§ **Exercise objective**: Please resume the Class 9 long-answer questions on sound after their last sentence, carrying them on in the same style.
____ Document excerpt
Chapter: Sound — Long Answer Questions (Class 9 CBSE)
Medium Level (Application & Explanation)
Q1. Explain how sound is produced when a guitar string is plucked and compare this with the sound produced when a drum is struck. Include how the surrounding medium participates in producing the sound you hear.
Answer:
When a guitar string is plucked, the string undergoes a rapid back-and-forth motion called vibration. These vibrations cause the nearby air particles to oscillate, creating regions of compression and rarefaction (pressure variations). These pressure variations travel as longitudinal sound waves through the air until they reach our ears. The guitar’s body amplifies the sound by transferring vibrations to larger air volumes.
In a drum, striking the membrane makes the membrane vibrate. The membrane pushes on the air more directly and with larger area, producing stronger pressure changes.
In both cases the medium (air) is essential: it carries the pressure variations from the vibrating object to the listener. Without a medium, the vibrations would not reach our ears and no sound would be heard. The nature of vibration (shape, frequency, amplitude) decides the pitch and loudness.
Q2. Why cannot sound travel through a vacuum? Describe a simple demonstration that shows this fact and explain the observations.
Answer:
Sound needs a medium (solid, liquid, or gas) because it travels by successive collisions between particles. In a vacuum there are no particles to carry these vibrations, so sound cannot propagate.
A common demonstration: place a ringing bell inside a glass jar connected to a vacuum pump. Initially, listeners outside the jar hear the bell clearly because air inside transmits sound. As the pump removes air, the sound gradually becomes fainter and finally almost disappears when most air is removed.
________
____ Information supplied
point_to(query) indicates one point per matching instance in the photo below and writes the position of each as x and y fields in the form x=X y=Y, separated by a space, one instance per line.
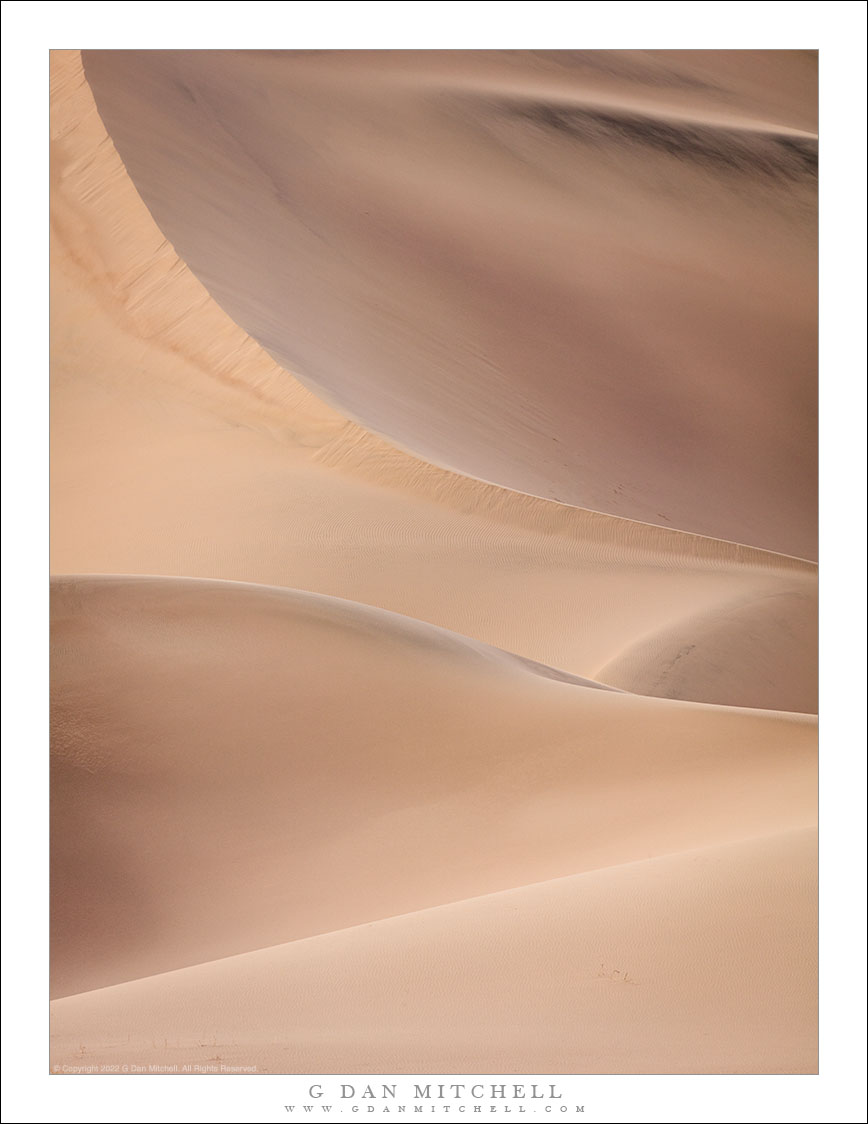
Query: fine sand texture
x=521 y=266
x=434 y=623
________
§ **Response to this exercise**:
Observation: the bell still vibrates inside the jar, but sound is not heard outside because there is no medium to transmit the vibrations to the listener’s ear.
Conclusion: this shows that the presence of particles in a medium is essential for sound to travel. It also distinguishes vibration of an object from perception of sound, which requires a transmitting medium.
Q3. Describe the relationship between frequency and pitch. Use examples such as bird chirping, tuning forks, and stringed instruments to explain how frequency determines pitch in everyday sounds.
Answer:
Frequency is the number of vibrations per second measured in Hertz (Hz). Pitch is how high or low a sound seems to our ear. The general rule is: higher frequency → higher pitch, and lower frequency → lower pitch.
Example: small birds chirp at high frequencies, so their sounds have a high pitch. A tuning fork of 512 Hz will produce a specific, clear pitch; another fork with a lower Hz value produces a lower pitch.
In stringed instruments, changing the length, tension, or mass per unit length of the string changes its frequency. Shortening a string or increasing its tension raises the frequency and therefore raises the pitch.
Our ears interpret the frequency pattern of incoming sound waves as pitch; thus musical notes are distinguished mostly by their frequency values.
Q4. Explain how amplitude affects loudness. Include real-life examples (whisper vs. shout, concerts) and mention one way to measure loudness scientifically.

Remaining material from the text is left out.